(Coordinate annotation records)
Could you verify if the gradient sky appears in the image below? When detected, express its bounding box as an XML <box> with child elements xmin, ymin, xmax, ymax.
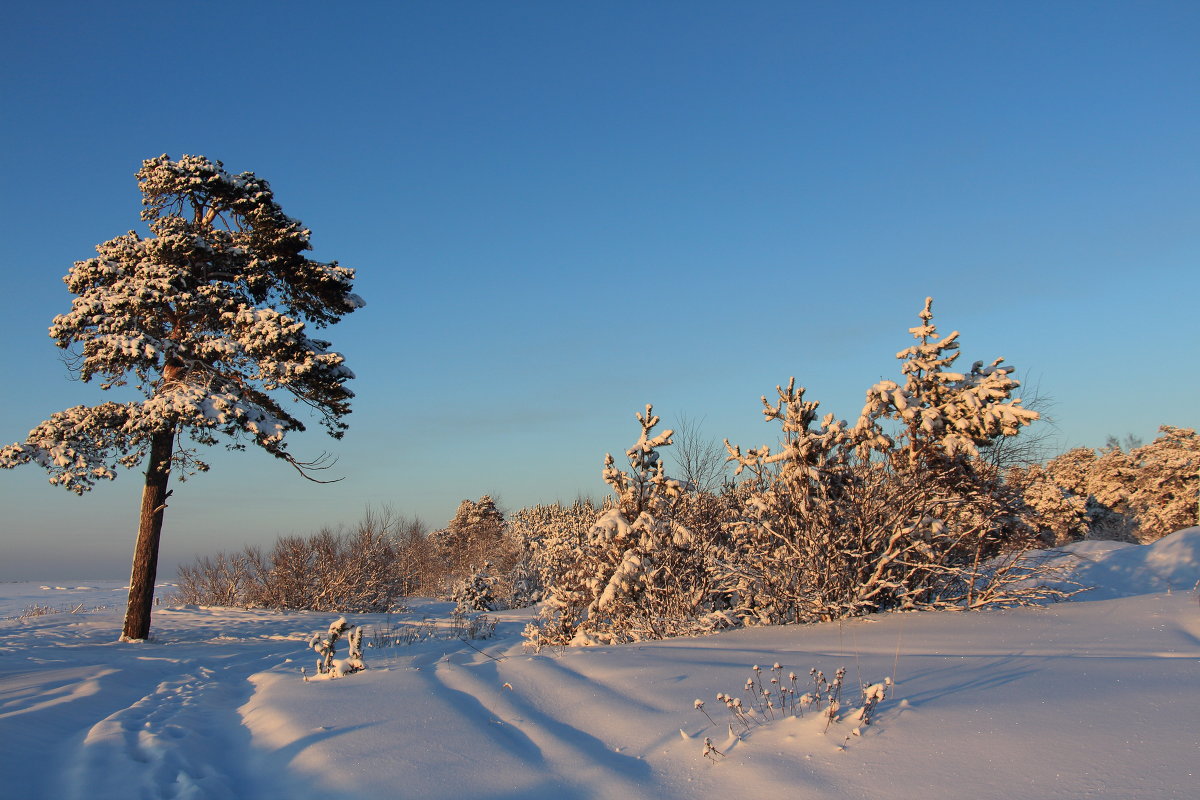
<box><xmin>0</xmin><ymin>0</ymin><xmax>1200</xmax><ymax>581</ymax></box>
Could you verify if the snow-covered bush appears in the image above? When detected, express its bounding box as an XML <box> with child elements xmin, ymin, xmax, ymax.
<box><xmin>508</xmin><ymin>498</ymin><xmax>612</xmax><ymax>607</ymax></box>
<box><xmin>450</xmin><ymin>561</ymin><xmax>496</xmax><ymax>614</ymax></box>
<box><xmin>692</xmin><ymin>661</ymin><xmax>892</xmax><ymax>758</ymax></box>
<box><xmin>526</xmin><ymin>405</ymin><xmax>710</xmax><ymax>648</ymax></box>
<box><xmin>178</xmin><ymin>512</ymin><xmax>425</xmax><ymax>613</ymax></box>
<box><xmin>1008</xmin><ymin>426</ymin><xmax>1200</xmax><ymax>545</ymax></box>
<box><xmin>722</xmin><ymin>300</ymin><xmax>1044</xmax><ymax>622</ymax></box>
<box><xmin>306</xmin><ymin>616</ymin><xmax>367</xmax><ymax>679</ymax></box>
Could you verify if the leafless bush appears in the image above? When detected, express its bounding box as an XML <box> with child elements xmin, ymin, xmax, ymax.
<box><xmin>178</xmin><ymin>511</ymin><xmax>430</xmax><ymax>613</ymax></box>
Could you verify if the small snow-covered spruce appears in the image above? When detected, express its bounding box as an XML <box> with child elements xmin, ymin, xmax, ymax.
<box><xmin>450</xmin><ymin>561</ymin><xmax>496</xmax><ymax>615</ymax></box>
<box><xmin>0</xmin><ymin>155</ymin><xmax>364</xmax><ymax>639</ymax></box>
<box><xmin>720</xmin><ymin>299</ymin><xmax>1068</xmax><ymax>624</ymax></box>
<box><xmin>526</xmin><ymin>405</ymin><xmax>710</xmax><ymax>648</ymax></box>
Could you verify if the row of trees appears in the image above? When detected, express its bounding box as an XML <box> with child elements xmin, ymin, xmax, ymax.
<box><xmin>175</xmin><ymin>301</ymin><xmax>1200</xmax><ymax>646</ymax></box>
<box><xmin>0</xmin><ymin>156</ymin><xmax>1200</xmax><ymax>644</ymax></box>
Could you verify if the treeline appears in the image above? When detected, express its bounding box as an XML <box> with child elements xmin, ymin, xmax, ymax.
<box><xmin>171</xmin><ymin>301</ymin><xmax>1200</xmax><ymax>646</ymax></box>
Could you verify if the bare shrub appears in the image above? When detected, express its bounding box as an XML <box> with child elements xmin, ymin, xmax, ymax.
<box><xmin>178</xmin><ymin>511</ymin><xmax>428</xmax><ymax>613</ymax></box>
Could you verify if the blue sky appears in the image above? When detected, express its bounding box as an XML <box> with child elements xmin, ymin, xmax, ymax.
<box><xmin>0</xmin><ymin>1</ymin><xmax>1200</xmax><ymax>579</ymax></box>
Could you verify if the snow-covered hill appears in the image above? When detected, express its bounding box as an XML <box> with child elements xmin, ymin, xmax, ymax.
<box><xmin>0</xmin><ymin>528</ymin><xmax>1200</xmax><ymax>800</ymax></box>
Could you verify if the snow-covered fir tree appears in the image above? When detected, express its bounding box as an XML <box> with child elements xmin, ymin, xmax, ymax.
<box><xmin>526</xmin><ymin>405</ymin><xmax>709</xmax><ymax>646</ymax></box>
<box><xmin>0</xmin><ymin>156</ymin><xmax>364</xmax><ymax>639</ymax></box>
<box><xmin>450</xmin><ymin>561</ymin><xmax>496</xmax><ymax>614</ymax></box>
<box><xmin>720</xmin><ymin>299</ymin><xmax>1051</xmax><ymax>622</ymax></box>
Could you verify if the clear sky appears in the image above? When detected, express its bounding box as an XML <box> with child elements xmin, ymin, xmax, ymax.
<box><xmin>0</xmin><ymin>0</ymin><xmax>1200</xmax><ymax>579</ymax></box>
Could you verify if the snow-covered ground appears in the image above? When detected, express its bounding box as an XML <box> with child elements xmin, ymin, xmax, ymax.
<box><xmin>0</xmin><ymin>528</ymin><xmax>1200</xmax><ymax>800</ymax></box>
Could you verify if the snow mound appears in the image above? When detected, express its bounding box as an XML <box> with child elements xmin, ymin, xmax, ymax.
<box><xmin>1060</xmin><ymin>527</ymin><xmax>1200</xmax><ymax>600</ymax></box>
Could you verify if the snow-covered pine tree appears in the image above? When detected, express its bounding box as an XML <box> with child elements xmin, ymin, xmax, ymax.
<box><xmin>0</xmin><ymin>155</ymin><xmax>364</xmax><ymax>639</ymax></box>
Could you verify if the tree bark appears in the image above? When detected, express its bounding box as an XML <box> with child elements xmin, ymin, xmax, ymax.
<box><xmin>121</xmin><ymin>429</ymin><xmax>175</xmax><ymax>639</ymax></box>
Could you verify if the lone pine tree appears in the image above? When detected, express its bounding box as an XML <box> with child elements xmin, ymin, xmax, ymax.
<box><xmin>0</xmin><ymin>155</ymin><xmax>364</xmax><ymax>639</ymax></box>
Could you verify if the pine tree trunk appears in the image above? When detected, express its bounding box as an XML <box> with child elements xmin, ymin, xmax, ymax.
<box><xmin>121</xmin><ymin>431</ymin><xmax>175</xmax><ymax>639</ymax></box>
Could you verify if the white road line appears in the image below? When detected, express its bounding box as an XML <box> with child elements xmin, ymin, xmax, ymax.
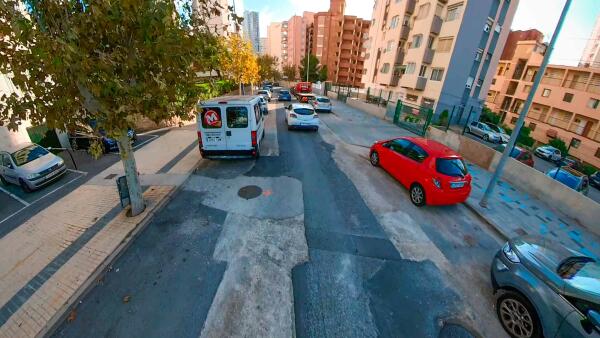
<box><xmin>0</xmin><ymin>188</ymin><xmax>29</xmax><ymax>206</ymax></box>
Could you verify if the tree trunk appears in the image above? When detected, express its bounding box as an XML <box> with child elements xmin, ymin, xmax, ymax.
<box><xmin>117</xmin><ymin>131</ymin><xmax>146</xmax><ymax>216</ymax></box>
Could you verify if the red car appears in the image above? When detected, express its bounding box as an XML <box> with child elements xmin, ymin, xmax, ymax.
<box><xmin>370</xmin><ymin>137</ymin><xmax>471</xmax><ymax>207</ymax></box>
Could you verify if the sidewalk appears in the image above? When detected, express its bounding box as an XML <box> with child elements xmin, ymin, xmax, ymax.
<box><xmin>0</xmin><ymin>126</ymin><xmax>200</xmax><ymax>337</ymax></box>
<box><xmin>320</xmin><ymin>100</ymin><xmax>600</xmax><ymax>258</ymax></box>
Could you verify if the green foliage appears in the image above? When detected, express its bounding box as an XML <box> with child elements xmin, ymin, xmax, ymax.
<box><xmin>548</xmin><ymin>137</ymin><xmax>567</xmax><ymax>155</ymax></box>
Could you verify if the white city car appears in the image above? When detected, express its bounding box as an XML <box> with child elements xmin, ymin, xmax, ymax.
<box><xmin>285</xmin><ymin>103</ymin><xmax>319</xmax><ymax>131</ymax></box>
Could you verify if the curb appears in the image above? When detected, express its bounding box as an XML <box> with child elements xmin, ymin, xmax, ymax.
<box><xmin>463</xmin><ymin>198</ymin><xmax>512</xmax><ymax>241</ymax></box>
<box><xmin>44</xmin><ymin>185</ymin><xmax>181</xmax><ymax>337</ymax></box>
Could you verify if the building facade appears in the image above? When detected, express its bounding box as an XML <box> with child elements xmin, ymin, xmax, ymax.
<box><xmin>579</xmin><ymin>15</ymin><xmax>600</xmax><ymax>68</ymax></box>
<box><xmin>486</xmin><ymin>33</ymin><xmax>600</xmax><ymax>167</ymax></box>
<box><xmin>243</xmin><ymin>11</ymin><xmax>260</xmax><ymax>54</ymax></box>
<box><xmin>363</xmin><ymin>0</ymin><xmax>518</xmax><ymax>119</ymax></box>
<box><xmin>307</xmin><ymin>0</ymin><xmax>371</xmax><ymax>87</ymax></box>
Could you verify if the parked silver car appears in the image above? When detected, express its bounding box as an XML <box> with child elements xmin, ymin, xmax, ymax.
<box><xmin>492</xmin><ymin>236</ymin><xmax>600</xmax><ymax>338</ymax></box>
<box><xmin>0</xmin><ymin>143</ymin><xmax>67</xmax><ymax>192</ymax></box>
<box><xmin>466</xmin><ymin>121</ymin><xmax>501</xmax><ymax>143</ymax></box>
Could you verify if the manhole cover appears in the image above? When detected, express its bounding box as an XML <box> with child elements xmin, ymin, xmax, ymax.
<box><xmin>238</xmin><ymin>185</ymin><xmax>262</xmax><ymax>200</ymax></box>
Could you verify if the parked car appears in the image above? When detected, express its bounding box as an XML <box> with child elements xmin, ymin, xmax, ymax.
<box><xmin>546</xmin><ymin>166</ymin><xmax>590</xmax><ymax>195</ymax></box>
<box><xmin>258</xmin><ymin>95</ymin><xmax>269</xmax><ymax>115</ymax></box>
<box><xmin>370</xmin><ymin>137</ymin><xmax>471</xmax><ymax>207</ymax></box>
<box><xmin>197</xmin><ymin>95</ymin><xmax>265</xmax><ymax>158</ymax></box>
<box><xmin>491</xmin><ymin>236</ymin><xmax>600</xmax><ymax>338</ymax></box>
<box><xmin>256</xmin><ymin>89</ymin><xmax>272</xmax><ymax>102</ymax></box>
<box><xmin>484</xmin><ymin>122</ymin><xmax>510</xmax><ymax>143</ymax></box>
<box><xmin>466</xmin><ymin>121</ymin><xmax>501</xmax><ymax>143</ymax></box>
<box><xmin>494</xmin><ymin>144</ymin><xmax>535</xmax><ymax>167</ymax></box>
<box><xmin>285</xmin><ymin>103</ymin><xmax>319</xmax><ymax>131</ymax></box>
<box><xmin>277</xmin><ymin>89</ymin><xmax>292</xmax><ymax>101</ymax></box>
<box><xmin>534</xmin><ymin>145</ymin><xmax>562</xmax><ymax>162</ymax></box>
<box><xmin>0</xmin><ymin>143</ymin><xmax>67</xmax><ymax>192</ymax></box>
<box><xmin>590</xmin><ymin>171</ymin><xmax>600</xmax><ymax>189</ymax></box>
<box><xmin>312</xmin><ymin>96</ymin><xmax>332</xmax><ymax>113</ymax></box>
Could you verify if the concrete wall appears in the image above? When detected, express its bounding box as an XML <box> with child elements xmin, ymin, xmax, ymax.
<box><xmin>427</xmin><ymin>127</ymin><xmax>600</xmax><ymax>235</ymax></box>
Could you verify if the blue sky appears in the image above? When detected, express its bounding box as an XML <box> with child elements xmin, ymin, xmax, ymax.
<box><xmin>238</xmin><ymin>0</ymin><xmax>600</xmax><ymax>65</ymax></box>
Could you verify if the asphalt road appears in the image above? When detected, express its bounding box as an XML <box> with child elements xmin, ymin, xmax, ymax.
<box><xmin>465</xmin><ymin>133</ymin><xmax>600</xmax><ymax>203</ymax></box>
<box><xmin>54</xmin><ymin>103</ymin><xmax>504</xmax><ymax>337</ymax></box>
<box><xmin>0</xmin><ymin>130</ymin><xmax>166</xmax><ymax>237</ymax></box>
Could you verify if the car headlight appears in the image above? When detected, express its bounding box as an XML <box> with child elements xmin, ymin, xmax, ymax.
<box><xmin>502</xmin><ymin>242</ymin><xmax>521</xmax><ymax>263</ymax></box>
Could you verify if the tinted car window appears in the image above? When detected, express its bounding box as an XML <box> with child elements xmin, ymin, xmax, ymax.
<box><xmin>11</xmin><ymin>144</ymin><xmax>48</xmax><ymax>167</ymax></box>
<box><xmin>226</xmin><ymin>107</ymin><xmax>248</xmax><ymax>128</ymax></box>
<box><xmin>200</xmin><ymin>107</ymin><xmax>223</xmax><ymax>129</ymax></box>
<box><xmin>435</xmin><ymin>158</ymin><xmax>467</xmax><ymax>177</ymax></box>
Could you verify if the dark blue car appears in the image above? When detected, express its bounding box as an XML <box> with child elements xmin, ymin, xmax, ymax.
<box><xmin>277</xmin><ymin>90</ymin><xmax>292</xmax><ymax>101</ymax></box>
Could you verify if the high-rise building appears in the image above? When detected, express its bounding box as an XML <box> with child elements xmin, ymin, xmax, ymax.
<box><xmin>243</xmin><ymin>11</ymin><xmax>260</xmax><ymax>54</ymax></box>
<box><xmin>486</xmin><ymin>30</ymin><xmax>600</xmax><ymax>167</ymax></box>
<box><xmin>307</xmin><ymin>0</ymin><xmax>370</xmax><ymax>87</ymax></box>
<box><xmin>363</xmin><ymin>0</ymin><xmax>518</xmax><ymax>121</ymax></box>
<box><xmin>579</xmin><ymin>15</ymin><xmax>600</xmax><ymax>68</ymax></box>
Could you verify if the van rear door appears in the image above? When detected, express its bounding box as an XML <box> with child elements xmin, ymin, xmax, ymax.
<box><xmin>225</xmin><ymin>106</ymin><xmax>254</xmax><ymax>150</ymax></box>
<box><xmin>198</xmin><ymin>106</ymin><xmax>227</xmax><ymax>150</ymax></box>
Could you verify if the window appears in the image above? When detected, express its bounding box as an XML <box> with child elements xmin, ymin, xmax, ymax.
<box><xmin>417</xmin><ymin>3</ymin><xmax>431</xmax><ymax>20</ymax></box>
<box><xmin>226</xmin><ymin>107</ymin><xmax>248</xmax><ymax>128</ymax></box>
<box><xmin>390</xmin><ymin>15</ymin><xmax>400</xmax><ymax>29</ymax></box>
<box><xmin>381</xmin><ymin>62</ymin><xmax>390</xmax><ymax>74</ymax></box>
<box><xmin>410</xmin><ymin>34</ymin><xmax>423</xmax><ymax>48</ymax></box>
<box><xmin>446</xmin><ymin>4</ymin><xmax>463</xmax><ymax>21</ymax></box>
<box><xmin>431</xmin><ymin>68</ymin><xmax>444</xmax><ymax>81</ymax></box>
<box><xmin>200</xmin><ymin>107</ymin><xmax>223</xmax><ymax>129</ymax></box>
<box><xmin>588</xmin><ymin>98</ymin><xmax>600</xmax><ymax>109</ymax></box>
<box><xmin>435</xmin><ymin>37</ymin><xmax>454</xmax><ymax>53</ymax></box>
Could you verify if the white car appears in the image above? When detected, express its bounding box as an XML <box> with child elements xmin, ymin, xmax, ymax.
<box><xmin>256</xmin><ymin>89</ymin><xmax>272</xmax><ymax>102</ymax></box>
<box><xmin>0</xmin><ymin>143</ymin><xmax>67</xmax><ymax>192</ymax></box>
<box><xmin>534</xmin><ymin>145</ymin><xmax>562</xmax><ymax>162</ymax></box>
<box><xmin>285</xmin><ymin>103</ymin><xmax>319</xmax><ymax>131</ymax></box>
<box><xmin>467</xmin><ymin>121</ymin><xmax>500</xmax><ymax>143</ymax></box>
<box><xmin>311</xmin><ymin>96</ymin><xmax>331</xmax><ymax>113</ymax></box>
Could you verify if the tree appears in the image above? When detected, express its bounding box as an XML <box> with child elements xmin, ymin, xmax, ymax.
<box><xmin>283</xmin><ymin>65</ymin><xmax>297</xmax><ymax>81</ymax></box>
<box><xmin>0</xmin><ymin>0</ymin><xmax>229</xmax><ymax>216</ymax></box>
<box><xmin>221</xmin><ymin>34</ymin><xmax>259</xmax><ymax>93</ymax></box>
<box><xmin>298</xmin><ymin>54</ymin><xmax>321</xmax><ymax>82</ymax></box>
<box><xmin>257</xmin><ymin>54</ymin><xmax>279</xmax><ymax>81</ymax></box>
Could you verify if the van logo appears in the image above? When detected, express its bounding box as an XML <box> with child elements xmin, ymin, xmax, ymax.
<box><xmin>204</xmin><ymin>110</ymin><xmax>221</xmax><ymax>128</ymax></box>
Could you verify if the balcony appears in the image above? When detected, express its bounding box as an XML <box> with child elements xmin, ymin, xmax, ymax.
<box><xmin>405</xmin><ymin>0</ymin><xmax>417</xmax><ymax>14</ymax></box>
<box><xmin>423</xmin><ymin>48</ymin><xmax>435</xmax><ymax>65</ymax></box>
<box><xmin>431</xmin><ymin>15</ymin><xmax>443</xmax><ymax>35</ymax></box>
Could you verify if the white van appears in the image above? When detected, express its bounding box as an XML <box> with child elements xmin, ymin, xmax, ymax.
<box><xmin>197</xmin><ymin>96</ymin><xmax>265</xmax><ymax>158</ymax></box>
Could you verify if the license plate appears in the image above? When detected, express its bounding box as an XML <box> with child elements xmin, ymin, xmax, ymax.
<box><xmin>450</xmin><ymin>182</ymin><xmax>465</xmax><ymax>189</ymax></box>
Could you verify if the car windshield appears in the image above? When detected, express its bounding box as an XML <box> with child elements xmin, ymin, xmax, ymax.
<box><xmin>549</xmin><ymin>169</ymin><xmax>579</xmax><ymax>189</ymax></box>
<box><xmin>10</xmin><ymin>144</ymin><xmax>48</xmax><ymax>167</ymax></box>
<box><xmin>294</xmin><ymin>108</ymin><xmax>315</xmax><ymax>115</ymax></box>
<box><xmin>435</xmin><ymin>158</ymin><xmax>467</xmax><ymax>177</ymax></box>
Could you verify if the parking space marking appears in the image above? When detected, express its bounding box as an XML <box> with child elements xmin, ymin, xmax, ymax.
<box><xmin>0</xmin><ymin>188</ymin><xmax>30</xmax><ymax>206</ymax></box>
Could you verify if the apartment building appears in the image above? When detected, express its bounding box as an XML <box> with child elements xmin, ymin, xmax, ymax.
<box><xmin>243</xmin><ymin>11</ymin><xmax>260</xmax><ymax>54</ymax></box>
<box><xmin>307</xmin><ymin>0</ymin><xmax>370</xmax><ymax>87</ymax></box>
<box><xmin>579</xmin><ymin>15</ymin><xmax>600</xmax><ymax>68</ymax></box>
<box><xmin>363</xmin><ymin>0</ymin><xmax>518</xmax><ymax>122</ymax></box>
<box><xmin>486</xmin><ymin>33</ymin><xmax>600</xmax><ymax>167</ymax></box>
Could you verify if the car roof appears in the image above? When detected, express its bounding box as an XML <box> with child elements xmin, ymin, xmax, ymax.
<box><xmin>0</xmin><ymin>142</ymin><xmax>34</xmax><ymax>154</ymax></box>
<box><xmin>400</xmin><ymin>137</ymin><xmax>462</xmax><ymax>158</ymax></box>
<box><xmin>199</xmin><ymin>95</ymin><xmax>258</xmax><ymax>106</ymax></box>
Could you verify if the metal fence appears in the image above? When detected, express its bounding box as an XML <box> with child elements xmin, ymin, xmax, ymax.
<box><xmin>394</xmin><ymin>100</ymin><xmax>433</xmax><ymax>136</ymax></box>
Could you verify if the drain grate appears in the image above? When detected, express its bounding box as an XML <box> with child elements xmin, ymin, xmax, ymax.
<box><xmin>238</xmin><ymin>185</ymin><xmax>262</xmax><ymax>200</ymax></box>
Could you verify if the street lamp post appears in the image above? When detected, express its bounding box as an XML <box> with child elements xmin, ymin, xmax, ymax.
<box><xmin>479</xmin><ymin>0</ymin><xmax>572</xmax><ymax>208</ymax></box>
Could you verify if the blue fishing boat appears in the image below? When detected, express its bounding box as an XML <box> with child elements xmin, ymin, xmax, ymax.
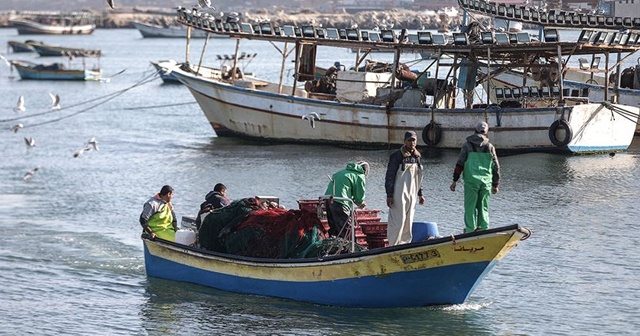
<box><xmin>142</xmin><ymin>201</ymin><xmax>531</xmax><ymax>308</ymax></box>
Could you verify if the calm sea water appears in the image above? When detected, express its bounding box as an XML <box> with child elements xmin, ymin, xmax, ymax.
<box><xmin>0</xmin><ymin>29</ymin><xmax>640</xmax><ymax>335</ymax></box>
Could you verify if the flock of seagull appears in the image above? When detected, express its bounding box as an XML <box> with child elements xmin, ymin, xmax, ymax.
<box><xmin>10</xmin><ymin>92</ymin><xmax>98</xmax><ymax>181</ymax></box>
<box><xmin>13</xmin><ymin>0</ymin><xmax>212</xmax><ymax>181</ymax></box>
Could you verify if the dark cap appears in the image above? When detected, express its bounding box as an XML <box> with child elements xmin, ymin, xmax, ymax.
<box><xmin>476</xmin><ymin>121</ymin><xmax>489</xmax><ymax>134</ymax></box>
<box><xmin>404</xmin><ymin>131</ymin><xmax>418</xmax><ymax>141</ymax></box>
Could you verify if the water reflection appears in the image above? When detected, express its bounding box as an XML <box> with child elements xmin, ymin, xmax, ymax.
<box><xmin>140</xmin><ymin>278</ymin><xmax>500</xmax><ymax>335</ymax></box>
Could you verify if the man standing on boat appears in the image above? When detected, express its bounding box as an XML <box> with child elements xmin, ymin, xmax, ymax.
<box><xmin>140</xmin><ymin>185</ymin><xmax>178</xmax><ymax>241</ymax></box>
<box><xmin>449</xmin><ymin>122</ymin><xmax>500</xmax><ymax>232</ymax></box>
<box><xmin>384</xmin><ymin>131</ymin><xmax>424</xmax><ymax>246</ymax></box>
<box><xmin>324</xmin><ymin>161</ymin><xmax>369</xmax><ymax>238</ymax></box>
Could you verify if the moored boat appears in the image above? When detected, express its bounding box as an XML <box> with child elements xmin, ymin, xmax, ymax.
<box><xmin>151</xmin><ymin>60</ymin><xmax>180</xmax><ymax>84</ymax></box>
<box><xmin>172</xmin><ymin>4</ymin><xmax>640</xmax><ymax>153</ymax></box>
<box><xmin>7</xmin><ymin>40</ymin><xmax>42</xmax><ymax>53</ymax></box>
<box><xmin>9</xmin><ymin>16</ymin><xmax>96</xmax><ymax>35</ymax></box>
<box><xmin>142</xmin><ymin>196</ymin><xmax>531</xmax><ymax>308</ymax></box>
<box><xmin>32</xmin><ymin>43</ymin><xmax>101</xmax><ymax>57</ymax></box>
<box><xmin>131</xmin><ymin>21</ymin><xmax>228</xmax><ymax>38</ymax></box>
<box><xmin>10</xmin><ymin>60</ymin><xmax>102</xmax><ymax>81</ymax></box>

▶ **Goal**
Gather every line of the records that contains the word "water", and copy each one.

▶ **Solution to this task**
Could you verify if the calm sea water appears in the image above? When detected, express its bounding box as an XML <box> with child elements xmin, ymin, xmax, ymax.
Could you verify if the water reflection appears in the image above? When detected, express its bounding box as an XML <box> with child elements xmin, ymin, xmax, ymax.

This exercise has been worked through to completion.